Everything in the entries below must be output exactly, apart from the pictures.
▬▬▬▬▬▬▬▬▬▬
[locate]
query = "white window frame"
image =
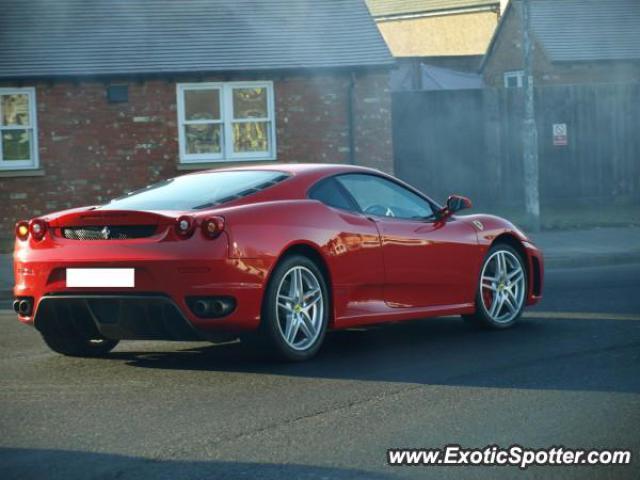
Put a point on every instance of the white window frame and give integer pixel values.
(227, 121)
(517, 74)
(34, 162)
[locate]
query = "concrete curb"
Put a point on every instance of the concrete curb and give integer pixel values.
(592, 260)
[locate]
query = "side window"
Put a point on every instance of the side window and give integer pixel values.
(384, 198)
(330, 193)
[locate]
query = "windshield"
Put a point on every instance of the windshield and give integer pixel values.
(192, 192)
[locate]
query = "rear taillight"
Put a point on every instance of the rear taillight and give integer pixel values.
(184, 226)
(37, 229)
(22, 230)
(212, 227)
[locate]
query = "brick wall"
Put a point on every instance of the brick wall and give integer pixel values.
(91, 151)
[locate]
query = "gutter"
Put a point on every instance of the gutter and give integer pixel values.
(437, 13)
(351, 118)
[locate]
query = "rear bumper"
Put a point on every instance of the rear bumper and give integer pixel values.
(536, 273)
(117, 317)
(167, 273)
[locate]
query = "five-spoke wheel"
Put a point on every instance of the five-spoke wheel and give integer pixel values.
(503, 288)
(295, 312)
(300, 307)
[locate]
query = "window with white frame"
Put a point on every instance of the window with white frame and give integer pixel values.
(18, 130)
(514, 79)
(228, 121)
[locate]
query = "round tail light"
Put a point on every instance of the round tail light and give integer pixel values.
(22, 230)
(212, 227)
(184, 226)
(37, 228)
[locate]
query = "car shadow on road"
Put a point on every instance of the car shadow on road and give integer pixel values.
(69, 465)
(542, 354)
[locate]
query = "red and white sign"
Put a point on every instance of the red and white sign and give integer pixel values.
(559, 134)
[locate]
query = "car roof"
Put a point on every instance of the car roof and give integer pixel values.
(298, 168)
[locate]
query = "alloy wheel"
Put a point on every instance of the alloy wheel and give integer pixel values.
(299, 308)
(502, 286)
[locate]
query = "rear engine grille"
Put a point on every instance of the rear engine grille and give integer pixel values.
(108, 232)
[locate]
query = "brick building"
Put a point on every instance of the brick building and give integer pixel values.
(98, 98)
(575, 41)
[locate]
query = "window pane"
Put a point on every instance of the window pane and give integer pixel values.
(378, 196)
(202, 190)
(251, 137)
(202, 104)
(15, 109)
(330, 193)
(16, 145)
(250, 103)
(202, 138)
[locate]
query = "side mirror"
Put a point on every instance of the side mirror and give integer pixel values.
(455, 203)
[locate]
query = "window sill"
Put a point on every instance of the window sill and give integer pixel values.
(22, 173)
(220, 164)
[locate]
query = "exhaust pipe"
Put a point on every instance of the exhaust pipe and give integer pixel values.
(23, 306)
(217, 308)
(201, 307)
(211, 307)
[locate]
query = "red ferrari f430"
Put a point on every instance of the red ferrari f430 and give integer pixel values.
(277, 254)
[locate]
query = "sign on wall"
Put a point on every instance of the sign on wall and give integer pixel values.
(560, 134)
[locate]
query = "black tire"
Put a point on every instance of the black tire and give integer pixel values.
(482, 317)
(270, 335)
(79, 346)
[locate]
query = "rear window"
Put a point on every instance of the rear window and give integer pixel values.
(193, 192)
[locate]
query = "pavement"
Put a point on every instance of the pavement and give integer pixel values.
(587, 247)
(566, 375)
▬▬▬▬▬▬▬▬▬▬
Answer section.
[locate]
query = "white window frame"
image =
Put a point on every instance of the white window frame and give integer pixel values.
(227, 121)
(517, 74)
(34, 162)
[locate]
query = "concrete curb"
Put a point on every instance of the concrete curb and give integer pixel values.
(592, 260)
[locate]
query = "side window"
Put a point on every instance of the side window and give integer pixel values.
(384, 198)
(330, 193)
[locate]
query = "windshield"
Put a point on every instance of the windshield and give integer pixel values.
(192, 192)
[locate]
query = "rear taillight"
Put a point on every instance of the rear taillight and give integer pixel values.
(184, 226)
(37, 229)
(22, 230)
(212, 227)
[locate]
query = "brick wall"
Put a point on every instance of the brick wall and give integer pixel values.
(91, 151)
[locate]
query = "gutter"
Put a point on every instance of the gutter and give integer pixel values.
(437, 13)
(351, 118)
[locate]
query = "rear bumper"
Put a point on every instance of the rear bumper and give integer pixel values.
(536, 273)
(117, 317)
(167, 273)
[locate]
query = "five-spoke wheel"
Put a point on every instance of the five-spoke wheel and give integer pixel values.
(503, 288)
(295, 312)
(300, 307)
[locate]
query = "window with white frame"
Put a point on every instance of the window with white frame and give integer pixel values.
(18, 130)
(514, 79)
(228, 121)
[locate]
query = "round tail light"
Put a point on every instance of the round tail light and give integer pixel values.
(22, 230)
(212, 227)
(184, 226)
(37, 228)
[locate]
query = "car shadow on road"
Put a point on every instance of the car shadow on road and give integer pixel values.
(69, 465)
(542, 354)
[locate]
query = "red and white sign"
Put a point on every instance of the red and white sign and give integer pixel values.
(559, 134)
[locate]
query = "car roof"
Put a point on every instance of the car roof and give integer pixel values.
(298, 168)
[locate]
query = "alloy wheel"
Put a point on every instance of the alloy wheel and give integer pixel values.
(299, 308)
(502, 286)
[locate]
query = "rear engine grille"
Put a point on every instance of the rear engine grille and give integer pixel values.
(108, 232)
[locate]
query = "brick building"
Put a point on every instance of the brick building and give integer pixel values.
(98, 98)
(575, 41)
[locate]
query = "window pane"
Put a point on every instance of the window pane and give integer pixel values.
(378, 196)
(202, 190)
(251, 137)
(202, 104)
(15, 109)
(330, 193)
(16, 145)
(250, 103)
(202, 138)
[locate]
query = "side mirror"
Put a point on every instance of the side mirror and give integer pixel values.
(455, 203)
[locate]
query = "window sill"
Put a point on every instance of the window sill and give integer pixel values.
(22, 173)
(220, 164)
[locate]
query = "exhaust pipe"
Put a point on every instance of the exhaust pipe and give integer pixel values.
(23, 306)
(217, 308)
(201, 307)
(211, 307)
[locate]
query = "red ferrari f430"
Put a point on every instance of the red ferrari f430 and give integer pixel values.
(277, 254)
[locate]
query = "sign on wall"
Put a point on every instance of the sign on wall and give integer pixel values.
(560, 134)
[locate]
query = "black tire"
Put a point on every instance of the black tire and give integer pixel values.
(482, 317)
(270, 335)
(79, 346)
[locate]
query = "rear window"
Put a point on every instance of the rear window and give integer pixel values.
(193, 192)
[locate]
query = "pavement"
Put a point on every instance of the pavement and give integer pixel values.
(587, 247)
(566, 375)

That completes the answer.